[Te doen]
A - Noem alle klachten die de tekst over long covid beschrijft als kenmerkend voor POTS.
B - Welk gemiddeld bedrag per patiënt kost long covid bedrijven volgens de tekst over long covid?

[Tekstfragment]
◇ ◇ ◇

Ongeveer een kwart van de patiënten met long covid tobt met depressie- of angstklachten, ontdekte Heemskerk. Ook hebben ze een slechtere kwaliteit van leven dan de gemiddelde Nederlander. Voor het onderzoek legde ze zo’n 4500 patiënten vragenlijsten voor.
Zo’n 80 procent van de longcovidpatiënten heeft last van zogeheten postexertionele malaise (PEM), waarbij de klachten verergeren na fysieke of mentale inspanning. Daarnaast kampt 30 procent met POTS, zo becijferde Heemskerk. Dit is een aandoening waarbij iemand last krijgt van duizeligheid, kortademigheid en hartkloppingen als hij van lichaamshouding verandert, zoals bij het opstaan of gaan liggen.
Herstelzorg
Veel patiënten verliezen hun baan door de ziekte. Vóór de infectie deed 95 procent van de onderzochte patiënten betaald werk. Dat nam af naar 68 procent. Dit kost bedrijven –en indirect de maatschappij– gemiddeld zo’n 14.500 euro per patiënt, berekende Heemskerk.
Het merendeel van de patiënten herstelt niet, zo bleek. Bijna de helft zag tussen 2022 en 2023 geen verandering, 37 procent verbeterde en 18 procent verslechterde.
Paramedische herstelzorg –door bijvoorbeeld de fysiotherapeut, ergotherapeut of logopedist– heeft zin, stelt Thomas Hoogeboom, fysiotherapeut en bewegingswetenschapper aan het Radboudumc in Nijmegen. „De meeste mensen gaan vooruit in herstel.”
De grootste verbetering vindt volgens hem plaats in de eerste zes maanden na de start van de behandeling. „Herstel kost tijd. Na zes maanden zien we bijna geen verbetering meer.”
Kijkje in de keuken
Volgens Hoogeboom valt niet te voorspellen wie een goede kans op herstel maakt en wie niet. Zo is er geen verband tussen de ernst van de acute infectie en de kans op beterschap. Ook mensen die bij de infectie slechts milde klachten hadden, kunnen een jaar later nog tobben met ernstige aanhoudende klachten. Wel blijken mannen over het algemeen vaker op te knappen dan vrouwen.
De bewegingswetenschapper van het Radboudumc wijst op het belang van samenwerking tussen verschillende zorgprofessionals. „Stem onderling af welke disciplines zinvol zijn op welk moment. Ik heb eerder een fysiotherapeut opgeroepen om bij een ergotherapeut een kijkje in de keuken te nemen. Zo leer je van elkaar en komen we vooruit.”

◇ ◇ ◇

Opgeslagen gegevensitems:

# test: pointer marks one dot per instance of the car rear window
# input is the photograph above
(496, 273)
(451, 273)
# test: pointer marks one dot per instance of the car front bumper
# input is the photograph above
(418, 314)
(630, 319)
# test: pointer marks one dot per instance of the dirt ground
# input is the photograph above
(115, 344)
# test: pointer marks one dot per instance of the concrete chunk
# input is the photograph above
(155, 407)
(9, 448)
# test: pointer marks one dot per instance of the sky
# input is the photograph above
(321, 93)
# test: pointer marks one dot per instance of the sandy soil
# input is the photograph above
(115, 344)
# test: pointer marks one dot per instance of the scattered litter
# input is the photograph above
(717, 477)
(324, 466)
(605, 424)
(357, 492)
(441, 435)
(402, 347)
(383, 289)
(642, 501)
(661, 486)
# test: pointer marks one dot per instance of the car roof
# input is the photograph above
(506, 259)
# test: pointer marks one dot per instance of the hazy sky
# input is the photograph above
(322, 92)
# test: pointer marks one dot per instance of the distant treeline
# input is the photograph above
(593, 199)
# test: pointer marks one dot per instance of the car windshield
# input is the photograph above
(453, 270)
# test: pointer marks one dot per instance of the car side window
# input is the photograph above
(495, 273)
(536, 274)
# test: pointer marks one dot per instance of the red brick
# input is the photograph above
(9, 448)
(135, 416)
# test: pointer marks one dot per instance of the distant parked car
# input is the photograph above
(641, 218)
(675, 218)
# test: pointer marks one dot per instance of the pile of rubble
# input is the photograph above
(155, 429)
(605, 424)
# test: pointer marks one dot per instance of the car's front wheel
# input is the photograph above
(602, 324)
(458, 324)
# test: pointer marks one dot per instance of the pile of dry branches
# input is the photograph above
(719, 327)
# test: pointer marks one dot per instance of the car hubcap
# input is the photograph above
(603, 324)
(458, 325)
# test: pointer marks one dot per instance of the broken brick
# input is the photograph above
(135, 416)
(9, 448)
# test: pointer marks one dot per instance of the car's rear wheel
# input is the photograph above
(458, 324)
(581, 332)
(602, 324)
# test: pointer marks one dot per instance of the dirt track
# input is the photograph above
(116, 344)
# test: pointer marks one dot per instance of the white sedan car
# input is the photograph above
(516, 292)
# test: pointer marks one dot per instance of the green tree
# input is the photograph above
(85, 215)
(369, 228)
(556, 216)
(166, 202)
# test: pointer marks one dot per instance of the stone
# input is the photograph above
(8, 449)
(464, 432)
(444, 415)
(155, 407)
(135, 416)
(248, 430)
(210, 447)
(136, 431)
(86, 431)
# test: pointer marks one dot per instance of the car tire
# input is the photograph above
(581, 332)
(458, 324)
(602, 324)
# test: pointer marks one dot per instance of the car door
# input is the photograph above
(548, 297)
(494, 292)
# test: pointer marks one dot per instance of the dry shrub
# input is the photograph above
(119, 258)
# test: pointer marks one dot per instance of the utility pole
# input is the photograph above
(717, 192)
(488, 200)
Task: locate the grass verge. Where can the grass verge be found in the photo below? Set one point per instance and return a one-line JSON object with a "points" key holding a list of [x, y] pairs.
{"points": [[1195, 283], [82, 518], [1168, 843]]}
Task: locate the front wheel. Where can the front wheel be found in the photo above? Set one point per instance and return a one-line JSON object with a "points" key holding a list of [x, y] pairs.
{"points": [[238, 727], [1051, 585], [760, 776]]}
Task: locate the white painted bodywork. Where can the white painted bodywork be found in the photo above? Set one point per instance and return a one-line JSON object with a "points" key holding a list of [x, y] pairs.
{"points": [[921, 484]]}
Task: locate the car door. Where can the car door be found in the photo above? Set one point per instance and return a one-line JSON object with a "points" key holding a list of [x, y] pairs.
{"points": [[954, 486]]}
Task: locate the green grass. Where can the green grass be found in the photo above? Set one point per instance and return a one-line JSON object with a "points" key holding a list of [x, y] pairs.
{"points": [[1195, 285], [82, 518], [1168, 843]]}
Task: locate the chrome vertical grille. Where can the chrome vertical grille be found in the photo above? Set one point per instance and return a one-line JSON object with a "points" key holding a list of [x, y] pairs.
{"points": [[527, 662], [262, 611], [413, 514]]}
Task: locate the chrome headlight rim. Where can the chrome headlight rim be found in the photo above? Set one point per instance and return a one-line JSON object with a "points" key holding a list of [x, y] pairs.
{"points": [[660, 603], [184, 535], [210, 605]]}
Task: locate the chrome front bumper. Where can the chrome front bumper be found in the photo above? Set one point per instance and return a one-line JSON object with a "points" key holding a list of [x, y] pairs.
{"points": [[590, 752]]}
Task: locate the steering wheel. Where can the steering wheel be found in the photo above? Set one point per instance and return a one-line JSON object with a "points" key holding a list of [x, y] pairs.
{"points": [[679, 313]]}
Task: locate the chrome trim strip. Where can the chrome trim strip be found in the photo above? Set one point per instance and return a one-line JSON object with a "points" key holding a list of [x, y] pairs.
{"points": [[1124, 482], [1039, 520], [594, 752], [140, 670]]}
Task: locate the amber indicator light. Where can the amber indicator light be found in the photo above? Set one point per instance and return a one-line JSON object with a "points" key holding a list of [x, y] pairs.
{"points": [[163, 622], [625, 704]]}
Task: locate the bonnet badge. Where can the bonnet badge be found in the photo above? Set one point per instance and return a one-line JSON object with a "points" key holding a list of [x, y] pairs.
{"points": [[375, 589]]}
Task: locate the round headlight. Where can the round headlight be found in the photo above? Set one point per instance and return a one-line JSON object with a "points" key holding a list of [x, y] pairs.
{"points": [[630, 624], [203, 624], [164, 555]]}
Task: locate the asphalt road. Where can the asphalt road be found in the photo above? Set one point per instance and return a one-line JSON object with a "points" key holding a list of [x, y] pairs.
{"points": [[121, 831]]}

◇ ◇ ◇

[Antwoorden per opdracht]
A - Duizeligheid, kortademigheid en hartkloppingen

B - Gemiddeld zo'n 14.500 euro per patiënt.